Problem details: Copy the lecture notes on Backus Naur Form below in full, word for word.

___ Selected excerpt ___

Skip to content

Elements of Programming Languages

1 Lecture

Backus Naur Form (BNF)

  • John Backus (inventor of Fortran) and Peter Naur defined the BNF notation in 1959.
  • BNF is a formal mathematical way to describe the syntax of a programming language, thus defines a way to validate the structure of programming language.
  • EBNF is an extension of the BNF allowed for more compact and readable notation.
  • Some symbols in BNF:
    • ? - zero or one (optional).
    • * - zero or more (any number, can be skipped).
    • + - one or more (at least one).
    • () - grouping elements together so they can be treated as a single token.
    • . - one and only one (exactly one).
    • ~ - not (negation), the element cannot be present.
    • .. - range of values.
  • Example: INT: '0'..'9'+; which means that INT is a sequence of one or more digits (0-9).
  • The language in BNF has the following components:
    • Terminal symbols - the vocabulary of the language, the smallest symbols that form its sentences. terminal because they can not be substituted by other symbols. example: if, ==.
    • Non-terminal symbols - symbols that can be defined in terms of other symbols. example: expression, statement, condition.
    • Production rules - define how non-terminal symbols can be defined in terms of other symbols. example: .
    • Start symbol - the symbol that defines the entire language.
  • The syntactic equations of the EBNF generate a Context-Free Grammar (CFG).
  • According to Avram Noam Chomsky, Context-Free means that the left-hand side of the production rule can be replaced by the right-hand side regardless of the context in which it appears.

Compliers and Interpreters

  • Both Complier and Interpreter are programs that translate a program written in a high-level language into a low-level language.

___ Items ___

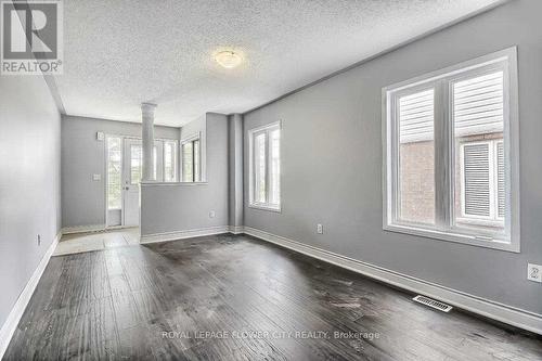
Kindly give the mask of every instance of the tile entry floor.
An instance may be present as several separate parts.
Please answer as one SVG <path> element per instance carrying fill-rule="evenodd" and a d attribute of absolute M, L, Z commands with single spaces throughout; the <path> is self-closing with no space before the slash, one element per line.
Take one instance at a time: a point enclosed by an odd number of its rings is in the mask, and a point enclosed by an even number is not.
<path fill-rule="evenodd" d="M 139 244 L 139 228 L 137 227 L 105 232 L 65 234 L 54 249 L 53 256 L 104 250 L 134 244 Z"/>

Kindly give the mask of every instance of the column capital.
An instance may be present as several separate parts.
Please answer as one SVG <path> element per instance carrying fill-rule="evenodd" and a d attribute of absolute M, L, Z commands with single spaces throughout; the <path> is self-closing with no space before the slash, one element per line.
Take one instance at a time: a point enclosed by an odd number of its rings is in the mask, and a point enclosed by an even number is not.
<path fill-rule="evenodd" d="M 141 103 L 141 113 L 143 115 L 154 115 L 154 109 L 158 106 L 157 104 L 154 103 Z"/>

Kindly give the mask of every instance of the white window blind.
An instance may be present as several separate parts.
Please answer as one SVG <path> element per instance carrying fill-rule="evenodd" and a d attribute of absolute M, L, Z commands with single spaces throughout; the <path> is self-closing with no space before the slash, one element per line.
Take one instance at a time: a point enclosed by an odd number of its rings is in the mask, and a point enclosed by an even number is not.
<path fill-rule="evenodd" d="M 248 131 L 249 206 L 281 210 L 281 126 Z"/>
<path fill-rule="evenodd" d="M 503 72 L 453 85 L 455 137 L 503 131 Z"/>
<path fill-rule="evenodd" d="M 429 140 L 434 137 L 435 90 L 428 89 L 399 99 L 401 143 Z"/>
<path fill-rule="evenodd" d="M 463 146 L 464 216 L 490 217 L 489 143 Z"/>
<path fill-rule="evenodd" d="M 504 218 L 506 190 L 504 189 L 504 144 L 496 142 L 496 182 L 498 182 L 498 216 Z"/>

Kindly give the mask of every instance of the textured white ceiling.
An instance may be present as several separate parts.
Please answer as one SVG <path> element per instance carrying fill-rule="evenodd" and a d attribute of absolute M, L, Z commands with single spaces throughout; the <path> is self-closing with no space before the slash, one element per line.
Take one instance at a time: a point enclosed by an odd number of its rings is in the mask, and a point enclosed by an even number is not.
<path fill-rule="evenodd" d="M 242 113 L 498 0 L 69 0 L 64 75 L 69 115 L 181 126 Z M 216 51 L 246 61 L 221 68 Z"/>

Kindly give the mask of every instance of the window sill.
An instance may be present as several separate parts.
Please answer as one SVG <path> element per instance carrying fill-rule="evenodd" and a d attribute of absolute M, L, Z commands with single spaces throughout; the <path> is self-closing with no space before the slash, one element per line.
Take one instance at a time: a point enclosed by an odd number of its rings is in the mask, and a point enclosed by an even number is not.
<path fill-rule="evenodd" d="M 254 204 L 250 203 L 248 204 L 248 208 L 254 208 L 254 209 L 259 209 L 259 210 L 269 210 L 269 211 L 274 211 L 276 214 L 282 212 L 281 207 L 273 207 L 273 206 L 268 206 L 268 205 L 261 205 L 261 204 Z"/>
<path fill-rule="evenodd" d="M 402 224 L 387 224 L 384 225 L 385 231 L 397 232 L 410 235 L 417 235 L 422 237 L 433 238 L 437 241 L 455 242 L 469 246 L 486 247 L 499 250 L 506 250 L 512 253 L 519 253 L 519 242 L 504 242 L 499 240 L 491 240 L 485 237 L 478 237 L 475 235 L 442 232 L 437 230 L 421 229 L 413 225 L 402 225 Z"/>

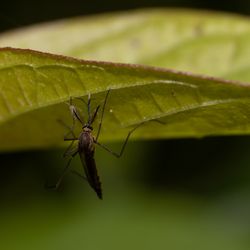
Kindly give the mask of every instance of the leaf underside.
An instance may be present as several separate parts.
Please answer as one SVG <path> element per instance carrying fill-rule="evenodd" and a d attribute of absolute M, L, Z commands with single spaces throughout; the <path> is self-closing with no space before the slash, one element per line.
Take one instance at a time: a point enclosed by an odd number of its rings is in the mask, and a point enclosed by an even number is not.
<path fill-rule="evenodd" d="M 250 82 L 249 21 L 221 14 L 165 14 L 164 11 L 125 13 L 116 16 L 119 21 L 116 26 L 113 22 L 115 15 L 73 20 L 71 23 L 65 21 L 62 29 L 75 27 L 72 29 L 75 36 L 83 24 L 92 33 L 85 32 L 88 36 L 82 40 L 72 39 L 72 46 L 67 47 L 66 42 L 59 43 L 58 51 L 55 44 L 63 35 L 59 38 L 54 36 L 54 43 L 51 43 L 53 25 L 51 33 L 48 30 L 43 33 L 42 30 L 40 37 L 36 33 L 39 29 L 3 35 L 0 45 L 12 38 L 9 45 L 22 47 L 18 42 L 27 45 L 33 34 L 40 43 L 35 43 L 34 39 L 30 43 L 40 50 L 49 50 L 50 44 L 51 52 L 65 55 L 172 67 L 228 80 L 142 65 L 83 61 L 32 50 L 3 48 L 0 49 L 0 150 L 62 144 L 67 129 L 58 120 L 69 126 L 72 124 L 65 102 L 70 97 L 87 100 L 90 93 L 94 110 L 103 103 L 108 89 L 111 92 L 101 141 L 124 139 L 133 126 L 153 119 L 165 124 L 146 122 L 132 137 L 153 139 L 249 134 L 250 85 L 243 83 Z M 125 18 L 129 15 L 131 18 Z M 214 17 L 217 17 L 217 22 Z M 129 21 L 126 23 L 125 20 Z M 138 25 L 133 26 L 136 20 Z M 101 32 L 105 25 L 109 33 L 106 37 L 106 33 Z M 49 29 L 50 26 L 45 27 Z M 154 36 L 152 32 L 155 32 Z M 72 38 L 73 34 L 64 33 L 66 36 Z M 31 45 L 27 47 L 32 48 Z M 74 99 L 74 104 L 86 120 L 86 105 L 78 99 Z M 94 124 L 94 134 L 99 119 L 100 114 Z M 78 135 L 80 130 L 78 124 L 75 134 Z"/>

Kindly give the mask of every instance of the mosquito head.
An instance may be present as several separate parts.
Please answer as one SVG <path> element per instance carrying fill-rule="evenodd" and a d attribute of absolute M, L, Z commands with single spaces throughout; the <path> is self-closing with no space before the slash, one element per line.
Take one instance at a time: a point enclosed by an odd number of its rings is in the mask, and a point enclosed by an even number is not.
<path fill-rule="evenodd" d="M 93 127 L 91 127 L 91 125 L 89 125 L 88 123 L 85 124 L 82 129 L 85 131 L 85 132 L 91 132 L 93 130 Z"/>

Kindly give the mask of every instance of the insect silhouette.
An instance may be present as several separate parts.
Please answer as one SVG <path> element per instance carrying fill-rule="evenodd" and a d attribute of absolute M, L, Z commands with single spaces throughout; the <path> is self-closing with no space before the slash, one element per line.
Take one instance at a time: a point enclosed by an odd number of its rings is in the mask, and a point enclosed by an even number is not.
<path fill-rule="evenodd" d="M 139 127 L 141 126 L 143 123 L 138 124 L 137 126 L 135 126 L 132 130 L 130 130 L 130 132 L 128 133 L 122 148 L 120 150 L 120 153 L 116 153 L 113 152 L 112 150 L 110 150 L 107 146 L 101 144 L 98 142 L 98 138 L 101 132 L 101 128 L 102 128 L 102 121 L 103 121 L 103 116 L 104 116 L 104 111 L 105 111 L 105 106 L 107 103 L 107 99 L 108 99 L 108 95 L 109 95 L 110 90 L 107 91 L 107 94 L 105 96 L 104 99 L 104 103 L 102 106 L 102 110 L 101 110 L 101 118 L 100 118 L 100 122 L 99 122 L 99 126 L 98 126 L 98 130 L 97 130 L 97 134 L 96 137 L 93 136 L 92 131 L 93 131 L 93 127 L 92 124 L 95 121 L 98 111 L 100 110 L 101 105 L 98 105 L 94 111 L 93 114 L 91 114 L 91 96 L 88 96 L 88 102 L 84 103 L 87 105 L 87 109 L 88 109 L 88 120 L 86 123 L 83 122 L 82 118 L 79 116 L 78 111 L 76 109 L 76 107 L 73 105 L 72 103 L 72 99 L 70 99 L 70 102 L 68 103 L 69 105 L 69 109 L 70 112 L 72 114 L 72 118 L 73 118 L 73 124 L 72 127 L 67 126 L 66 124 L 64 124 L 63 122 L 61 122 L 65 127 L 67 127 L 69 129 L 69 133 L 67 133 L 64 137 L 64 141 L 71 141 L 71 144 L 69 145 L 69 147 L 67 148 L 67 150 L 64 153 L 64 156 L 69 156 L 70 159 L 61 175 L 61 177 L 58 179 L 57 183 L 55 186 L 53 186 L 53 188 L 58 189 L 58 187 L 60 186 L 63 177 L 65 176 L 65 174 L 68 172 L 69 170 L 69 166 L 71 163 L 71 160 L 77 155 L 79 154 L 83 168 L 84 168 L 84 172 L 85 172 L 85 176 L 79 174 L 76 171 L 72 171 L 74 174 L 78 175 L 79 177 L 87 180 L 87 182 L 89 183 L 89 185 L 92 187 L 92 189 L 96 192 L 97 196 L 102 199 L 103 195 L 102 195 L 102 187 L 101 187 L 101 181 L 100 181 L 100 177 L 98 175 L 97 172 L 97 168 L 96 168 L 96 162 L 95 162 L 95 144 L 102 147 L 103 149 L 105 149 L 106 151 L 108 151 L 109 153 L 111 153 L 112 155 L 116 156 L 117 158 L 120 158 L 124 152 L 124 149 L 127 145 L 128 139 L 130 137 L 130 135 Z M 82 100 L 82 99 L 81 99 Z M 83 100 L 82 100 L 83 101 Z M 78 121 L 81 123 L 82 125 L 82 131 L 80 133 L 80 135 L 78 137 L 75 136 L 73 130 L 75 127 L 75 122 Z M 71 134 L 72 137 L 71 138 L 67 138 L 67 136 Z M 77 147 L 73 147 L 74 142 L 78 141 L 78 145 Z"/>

___

Completed exercise:
Skip to content

Elements of Programming Languages

1 Lecture

Backus Naur Form (BNF)

  • John Backus (inventor of Fortran) and Peter Naur defined the BNF notation in 1959.
  • BNF is a formal mathematical way to describe the syntax of a programming language, thus defines a way to validate the structure of programming language.
  • EBNF is an extension of the BNF allowed for more compact and readable notation.
  • Some symbols in BNF:
    • ? - zero or one (optional).
    • * - zero or more (any number, can be skipped).
    • + - one or more (at least one).
    • () - grouping elements together so they can be treated as a single token.
    • . - one and only one (exactly one).
    • ~ - not (negation), the element cannot be present.
    • .. - range of values.
  • Example: INT: '0'..'9'+; which means that INT is a sequence of one or more digits (0-9).
  • The language in BNF has the following components:
    • Terminal symbols - the vocabulary of the language, the smallest symbols that form its sentences. terminal because they can not be substituted by other symbols. example: if, ==.
    • Non-terminal symbols - symbols that can be defined in terms of other symbols. example: expression, statement, condition.
    • Production rules - define how non-terminal symbols can be defined in terms of other symbols. example: .
    • Start symbol - the symbol that defines the entire language.
  • The syntactic equations of the EBNF generate a Context-Free Grammar (CFG).
  • According to Avram Noam Chomsky, Context-Free means that the left-hand side of the production rule can be replaced by the right-hand side regardless of the context in which it appears.

Compliers and Interpreters

  • Both Complier and Interpreter are programs that translate a program written in a high-level language into a low-level language.